→ **STATED PROBLEM**
Rewrite each of the rows below, replacing "innermost point" with "most central point" and leaving everything else unchanged.

# # # #

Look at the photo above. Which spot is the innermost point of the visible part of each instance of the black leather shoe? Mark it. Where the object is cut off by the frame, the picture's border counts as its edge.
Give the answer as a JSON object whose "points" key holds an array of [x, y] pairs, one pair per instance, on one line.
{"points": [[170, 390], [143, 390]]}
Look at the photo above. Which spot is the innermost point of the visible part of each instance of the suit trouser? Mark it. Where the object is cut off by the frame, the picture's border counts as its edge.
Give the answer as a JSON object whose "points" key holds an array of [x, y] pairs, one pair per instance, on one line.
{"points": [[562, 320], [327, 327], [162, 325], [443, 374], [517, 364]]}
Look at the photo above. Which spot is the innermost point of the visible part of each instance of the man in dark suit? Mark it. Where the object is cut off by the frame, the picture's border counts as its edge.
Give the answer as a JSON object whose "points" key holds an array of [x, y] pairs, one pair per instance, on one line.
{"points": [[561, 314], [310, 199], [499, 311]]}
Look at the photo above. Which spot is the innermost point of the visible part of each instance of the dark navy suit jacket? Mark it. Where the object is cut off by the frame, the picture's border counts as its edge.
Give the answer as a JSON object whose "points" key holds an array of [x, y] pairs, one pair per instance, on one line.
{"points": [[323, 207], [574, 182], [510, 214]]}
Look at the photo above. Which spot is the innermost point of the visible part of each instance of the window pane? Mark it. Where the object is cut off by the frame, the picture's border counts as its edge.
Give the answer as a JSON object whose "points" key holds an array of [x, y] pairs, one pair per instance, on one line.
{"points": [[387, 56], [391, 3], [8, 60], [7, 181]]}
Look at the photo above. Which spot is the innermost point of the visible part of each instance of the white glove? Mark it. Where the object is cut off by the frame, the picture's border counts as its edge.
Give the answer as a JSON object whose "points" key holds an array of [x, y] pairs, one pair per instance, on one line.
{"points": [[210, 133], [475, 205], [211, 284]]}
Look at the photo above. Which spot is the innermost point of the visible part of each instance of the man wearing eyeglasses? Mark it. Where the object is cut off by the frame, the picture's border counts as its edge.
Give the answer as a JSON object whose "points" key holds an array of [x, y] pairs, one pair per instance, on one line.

# # # #

→ **SOLUTION TO THE PROBLEM**
Look at the photo above. Which spot is the most central point of the visible part of each instance of the black leather shoe? Mark it. Where the object is cut off by the frame, the picture's border counts as its edge.
Give the answer as a JSON object whose "points" key holds an array of [x, y] pairs, one pair per instance, on one line.
{"points": [[170, 390], [143, 390]]}
Look at the photo above. Which spot is the most central point of the visible part of each instance of the suit trouser? Mark it. Where the object is cut off by the frame, the picture's border counts as its edge.
Give the answer as a JSON object whose "points" key holds an array of [x, y] pairs, one pair per instance, on one line.
{"points": [[562, 320], [327, 327], [162, 325], [443, 374], [517, 364]]}
Look at the photo above. Which spot is the most central point of the visible part of each instance of the man in dark suit? Mark it. Where the object is cut off by the frame, the picture's border counts as its edge.
Give the answer as a JSON object whose "points" key holds an array of [x, y] pairs, one pair per instance, on one line.
{"points": [[561, 314], [310, 199], [499, 311]]}
Look at the photo above. Which spot is the most central point of the visible part of each instance of the dark navy suit jacket? Mark it. Where the object is cut off by the frame, the picture's border counts as its edge.
Give the answer as a JSON object whose "points" key holds an array of [x, y] pairs, one pair per instance, on one line.
{"points": [[323, 207], [574, 182], [510, 214]]}
Look at the photo above. Which spot is the most central point of the visible part of each instance of the window pane? Mark it. Where the object is cut off by the frame, the picture's border counts as its edge.
Give the answer as a JSON object whose "points" key holds an array of [x, y] pairs, one pair per instance, on one line.
{"points": [[387, 56], [391, 3], [8, 60], [7, 181]]}
Look at the photo above. Which spot is the most central point of the visible part of each instance of the white glove? Mark it. Where the object is cut off by the frame, the picture's border counts as its edge.
Give the answer as a JSON object whose "points" key holds an array of [x, y] pairs, one pair per instance, on one line.
{"points": [[210, 133], [475, 205], [211, 284]]}
Look at the photo above. Which spot is the most central point of the visible part of each instance of the man wearing eyeglasses? Mark it. Where the object is cut off by the frame, the picture's border counts as its edge.
Give the answer as a JSON object whose "points" key holds an array of [x, y] pairs, one pair per instance, on one line.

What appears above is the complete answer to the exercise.